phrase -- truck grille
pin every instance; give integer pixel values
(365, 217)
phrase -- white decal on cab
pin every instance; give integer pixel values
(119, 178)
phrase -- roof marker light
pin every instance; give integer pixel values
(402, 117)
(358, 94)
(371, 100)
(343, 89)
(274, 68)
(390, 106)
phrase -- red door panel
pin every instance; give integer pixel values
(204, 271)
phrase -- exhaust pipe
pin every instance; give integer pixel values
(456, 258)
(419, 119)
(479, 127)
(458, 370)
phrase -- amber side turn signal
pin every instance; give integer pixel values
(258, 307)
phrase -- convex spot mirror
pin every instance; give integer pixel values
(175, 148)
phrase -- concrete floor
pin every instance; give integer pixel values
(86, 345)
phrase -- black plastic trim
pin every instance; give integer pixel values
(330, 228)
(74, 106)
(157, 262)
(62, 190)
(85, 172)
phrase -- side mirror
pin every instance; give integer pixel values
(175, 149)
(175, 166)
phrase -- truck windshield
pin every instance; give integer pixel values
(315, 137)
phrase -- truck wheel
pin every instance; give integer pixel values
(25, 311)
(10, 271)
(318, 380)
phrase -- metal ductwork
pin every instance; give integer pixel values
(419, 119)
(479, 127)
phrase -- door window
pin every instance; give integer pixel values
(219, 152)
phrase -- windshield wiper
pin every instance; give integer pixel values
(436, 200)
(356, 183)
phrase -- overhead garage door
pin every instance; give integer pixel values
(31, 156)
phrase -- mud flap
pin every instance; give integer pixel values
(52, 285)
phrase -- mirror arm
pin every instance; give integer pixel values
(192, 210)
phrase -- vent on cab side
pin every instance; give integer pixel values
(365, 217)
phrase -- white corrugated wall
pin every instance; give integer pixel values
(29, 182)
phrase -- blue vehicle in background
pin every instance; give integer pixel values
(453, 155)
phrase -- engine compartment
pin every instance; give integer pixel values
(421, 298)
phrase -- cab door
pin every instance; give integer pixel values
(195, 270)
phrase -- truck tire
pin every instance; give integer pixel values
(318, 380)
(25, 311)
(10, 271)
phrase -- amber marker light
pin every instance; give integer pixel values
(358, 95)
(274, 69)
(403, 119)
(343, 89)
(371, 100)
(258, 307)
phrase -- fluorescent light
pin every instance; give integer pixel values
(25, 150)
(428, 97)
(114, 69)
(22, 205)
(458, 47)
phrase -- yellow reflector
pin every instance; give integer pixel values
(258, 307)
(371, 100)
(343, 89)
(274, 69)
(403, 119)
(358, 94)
^^^^^^^^
** Request **
Output the listing above word for word.

** Completed task **
phrase -- truck grille
pin every instance; give integer pixel values
(365, 217)
phrase -- white decal on cab
pin every instance; give integer pixel values
(119, 178)
phrase -- roof marker light
pin every instance; give integer pixel values
(402, 117)
(358, 94)
(371, 100)
(343, 89)
(274, 68)
(390, 106)
phrase -- red door panel
pin every instance; give integer pixel values
(204, 271)
phrase -- exhaust pipe
pin every instance; give integer pixel values
(456, 258)
(419, 119)
(479, 127)
(458, 370)
phrase -- amber side turn signal
pin every instance; give integer pixel values
(258, 307)
phrase -- convex spot mirror
pin every instance; give integer pixel values
(175, 148)
phrase -- concrete floor
pin every instance; give integer pixel values
(86, 345)
phrase -- black plastic trim
pin every instance; give integer pixel values
(330, 228)
(74, 106)
(157, 262)
(62, 190)
(85, 172)
phrase -- side mirror
pin every instance; give integer pixel values
(175, 149)
(175, 166)
phrase -- truck windshield
pin every instance; give integer pixel values
(315, 137)
phrase -- truck wheel
pin every instance; give integer pixel values
(25, 311)
(10, 271)
(318, 380)
phrase -- metal ductwork
pin every instance; give integer pixel values
(419, 119)
(479, 127)
phrase -- door window
pin every instance; give integer pixel values
(219, 152)
phrase -- windshield wiper
pin every instance; give integer pixel values
(436, 200)
(356, 183)
phrase -- overhead garage door
pin every instance; give integer pixel values
(31, 156)
phrase -- mud flap
pin every instance; give integer pixel values
(52, 285)
phrase -- mirror arm
pin every instance; give integer pixel values
(192, 210)
phrase -- vent on cab side
pin every instance; give integer pixel values
(365, 217)
phrase -- white corrugated wall
pin every instance; give integer pixel values
(29, 182)
phrase -- blue vehicle in background
pin every instance; give integer pixel values
(453, 155)
phrase -- engine compartment
pin every instance; give integer pixel values
(421, 298)
phrase -- cab door
pin every instance; give integer pixel values
(195, 270)
phrase -- truck tire
pin every instance; give integer pixel values
(318, 380)
(25, 311)
(10, 271)
phrase -- amber marker light
pin every instance; give integer pixel values
(358, 95)
(274, 69)
(403, 119)
(343, 89)
(371, 100)
(258, 307)
phrase -- fluorescent light
pin every instance; give integer pixel values
(25, 150)
(428, 97)
(114, 69)
(22, 205)
(458, 47)
phrase -- yellow reflector
pin every instance; give integer pixel values
(258, 307)
(371, 100)
(343, 89)
(274, 69)
(403, 119)
(358, 94)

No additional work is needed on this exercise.